PASSAGE:

★ ★ ★ ★

The Saieg court also highlighted the discrepancy between the City of
Dearborn’s stated interest and the resulting prohibition: “[T]he prohibition
of pedestrian leaflet[t]ing in the outer perimeter is not narrowly tailored to the
goal of isolating inner areas from vehicular traffic.” 641 F.3d at 740 (emphasis
in original). Here, the record indicates that the Pavilion’s full prohibition on
pedestrian activities stems from a heightened concern that pedestrian
congestion caused solely by concert attendees already creates danger of
spillage into the streets where vehicles could hit pedestrians. The prohibition
on pedestrian activities seeks to prevent increased pedestrian traffic which
would exacerbate the pre-existing danger to pedestrians due to vehicular
traffic.

★ ★ ★ ★

GIVEN ENTRIES:

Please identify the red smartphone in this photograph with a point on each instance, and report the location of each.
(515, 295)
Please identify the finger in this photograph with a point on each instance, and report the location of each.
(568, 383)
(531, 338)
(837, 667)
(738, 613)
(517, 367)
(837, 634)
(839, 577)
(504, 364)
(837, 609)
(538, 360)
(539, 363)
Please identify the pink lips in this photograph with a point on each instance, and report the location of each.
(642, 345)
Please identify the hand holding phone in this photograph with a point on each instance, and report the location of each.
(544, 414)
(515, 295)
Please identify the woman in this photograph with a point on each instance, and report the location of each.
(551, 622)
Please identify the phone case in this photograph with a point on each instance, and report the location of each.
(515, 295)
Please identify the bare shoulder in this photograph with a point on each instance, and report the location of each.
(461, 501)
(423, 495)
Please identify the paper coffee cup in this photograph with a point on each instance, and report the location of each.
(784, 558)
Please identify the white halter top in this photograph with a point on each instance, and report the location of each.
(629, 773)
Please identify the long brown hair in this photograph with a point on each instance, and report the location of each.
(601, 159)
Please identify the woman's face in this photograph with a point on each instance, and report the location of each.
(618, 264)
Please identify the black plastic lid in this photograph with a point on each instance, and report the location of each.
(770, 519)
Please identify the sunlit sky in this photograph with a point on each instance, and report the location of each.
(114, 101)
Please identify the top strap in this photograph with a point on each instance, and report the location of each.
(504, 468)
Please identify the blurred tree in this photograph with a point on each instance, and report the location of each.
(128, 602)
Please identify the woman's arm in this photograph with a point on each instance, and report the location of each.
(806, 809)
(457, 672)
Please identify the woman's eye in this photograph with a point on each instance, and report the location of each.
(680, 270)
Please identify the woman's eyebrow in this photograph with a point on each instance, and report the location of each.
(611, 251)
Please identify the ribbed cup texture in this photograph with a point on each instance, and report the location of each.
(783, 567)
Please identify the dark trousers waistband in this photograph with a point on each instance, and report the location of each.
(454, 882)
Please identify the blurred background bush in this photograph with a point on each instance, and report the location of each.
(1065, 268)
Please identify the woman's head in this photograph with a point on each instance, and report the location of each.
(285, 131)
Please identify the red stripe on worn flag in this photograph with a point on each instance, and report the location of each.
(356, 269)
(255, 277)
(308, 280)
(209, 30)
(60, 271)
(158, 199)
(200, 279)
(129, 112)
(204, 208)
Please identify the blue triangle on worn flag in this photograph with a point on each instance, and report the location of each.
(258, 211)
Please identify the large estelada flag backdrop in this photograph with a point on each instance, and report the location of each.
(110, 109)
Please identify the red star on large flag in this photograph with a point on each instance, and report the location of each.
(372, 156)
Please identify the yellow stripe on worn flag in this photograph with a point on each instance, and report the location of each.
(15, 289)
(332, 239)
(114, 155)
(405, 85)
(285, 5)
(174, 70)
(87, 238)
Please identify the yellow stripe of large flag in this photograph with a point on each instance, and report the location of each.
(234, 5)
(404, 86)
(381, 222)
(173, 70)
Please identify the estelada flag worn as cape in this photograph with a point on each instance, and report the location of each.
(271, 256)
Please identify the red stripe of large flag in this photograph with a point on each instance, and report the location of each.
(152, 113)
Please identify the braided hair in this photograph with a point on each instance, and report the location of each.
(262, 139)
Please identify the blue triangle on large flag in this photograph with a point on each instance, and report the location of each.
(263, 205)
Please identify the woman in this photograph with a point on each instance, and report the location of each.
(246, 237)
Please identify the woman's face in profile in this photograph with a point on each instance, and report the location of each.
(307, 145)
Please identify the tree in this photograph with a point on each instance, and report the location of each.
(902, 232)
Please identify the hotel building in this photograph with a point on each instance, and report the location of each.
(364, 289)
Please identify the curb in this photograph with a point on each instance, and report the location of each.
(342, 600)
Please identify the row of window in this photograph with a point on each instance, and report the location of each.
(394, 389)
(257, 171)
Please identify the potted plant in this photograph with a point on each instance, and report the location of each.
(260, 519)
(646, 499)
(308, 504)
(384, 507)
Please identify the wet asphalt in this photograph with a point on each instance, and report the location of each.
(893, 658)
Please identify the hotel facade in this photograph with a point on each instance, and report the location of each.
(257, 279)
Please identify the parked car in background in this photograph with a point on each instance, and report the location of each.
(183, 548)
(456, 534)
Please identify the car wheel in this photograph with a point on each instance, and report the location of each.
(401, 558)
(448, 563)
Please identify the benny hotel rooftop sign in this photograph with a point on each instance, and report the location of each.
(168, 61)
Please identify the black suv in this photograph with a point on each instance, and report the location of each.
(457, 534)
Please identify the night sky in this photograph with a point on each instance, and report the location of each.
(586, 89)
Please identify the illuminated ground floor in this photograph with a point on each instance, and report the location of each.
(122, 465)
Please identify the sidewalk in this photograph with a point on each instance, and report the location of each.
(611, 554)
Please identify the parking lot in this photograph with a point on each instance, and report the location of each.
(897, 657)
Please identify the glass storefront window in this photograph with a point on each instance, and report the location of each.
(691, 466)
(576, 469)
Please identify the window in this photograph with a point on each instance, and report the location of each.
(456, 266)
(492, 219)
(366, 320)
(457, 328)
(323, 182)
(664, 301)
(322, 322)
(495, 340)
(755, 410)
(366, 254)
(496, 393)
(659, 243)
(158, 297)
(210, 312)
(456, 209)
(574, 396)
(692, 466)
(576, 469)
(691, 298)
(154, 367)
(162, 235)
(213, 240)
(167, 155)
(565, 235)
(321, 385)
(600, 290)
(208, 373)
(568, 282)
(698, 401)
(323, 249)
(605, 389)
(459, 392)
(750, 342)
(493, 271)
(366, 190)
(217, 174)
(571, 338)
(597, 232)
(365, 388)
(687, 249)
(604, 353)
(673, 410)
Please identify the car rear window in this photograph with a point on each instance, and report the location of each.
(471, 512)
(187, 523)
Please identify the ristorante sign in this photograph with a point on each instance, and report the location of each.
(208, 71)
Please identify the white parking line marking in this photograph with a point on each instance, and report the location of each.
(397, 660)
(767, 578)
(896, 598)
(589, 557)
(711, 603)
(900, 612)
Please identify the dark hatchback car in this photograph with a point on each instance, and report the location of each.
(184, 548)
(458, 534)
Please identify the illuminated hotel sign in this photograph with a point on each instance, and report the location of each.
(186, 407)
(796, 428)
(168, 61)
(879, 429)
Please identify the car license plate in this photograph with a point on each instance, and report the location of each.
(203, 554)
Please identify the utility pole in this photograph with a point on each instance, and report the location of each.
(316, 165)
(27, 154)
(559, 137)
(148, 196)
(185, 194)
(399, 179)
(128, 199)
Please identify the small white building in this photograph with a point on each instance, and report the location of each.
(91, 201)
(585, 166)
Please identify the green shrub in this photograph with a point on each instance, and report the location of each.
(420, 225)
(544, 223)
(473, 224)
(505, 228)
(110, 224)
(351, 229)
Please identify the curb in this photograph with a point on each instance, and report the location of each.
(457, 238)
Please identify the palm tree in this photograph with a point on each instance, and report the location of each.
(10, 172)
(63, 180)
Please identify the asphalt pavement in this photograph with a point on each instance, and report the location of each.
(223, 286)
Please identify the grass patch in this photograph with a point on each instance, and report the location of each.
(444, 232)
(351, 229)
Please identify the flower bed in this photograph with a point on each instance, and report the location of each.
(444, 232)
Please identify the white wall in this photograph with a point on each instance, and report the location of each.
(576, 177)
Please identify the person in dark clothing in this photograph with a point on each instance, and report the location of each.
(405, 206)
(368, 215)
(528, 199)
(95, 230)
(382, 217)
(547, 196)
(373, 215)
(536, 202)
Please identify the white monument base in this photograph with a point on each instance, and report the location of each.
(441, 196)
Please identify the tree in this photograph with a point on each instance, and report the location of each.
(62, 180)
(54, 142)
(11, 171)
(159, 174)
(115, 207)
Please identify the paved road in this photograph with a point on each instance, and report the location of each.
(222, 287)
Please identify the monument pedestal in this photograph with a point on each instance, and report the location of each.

★ ★ ★ ★

EXERCISE DESCRIPTION: Pick up the court opinion on the Pavilion's ban on pedestrian activities and continue it from its final sentence. The lines above were taken from a different source than the text.

WRITTEN RESPONSE:
Lastly, to the extent Saieg is comparable, the Sixth Circuit concluded
that narrow tailoring should be addressed from “the perspective of
permitting everyone to leaflet, not only [one person].” 641 F.3d at 739 (citing
Heffron v. Int’l Soc. for Krishna Consciousness, Inc., 452 U.S. 640, 653 (1981)).
So, in my view, it is neither relevant nor legally significant that Defendants
conceded at oral argument that one individual waiting for a friend in the
restricted area would not be asked to relocate absent a dangerous situation.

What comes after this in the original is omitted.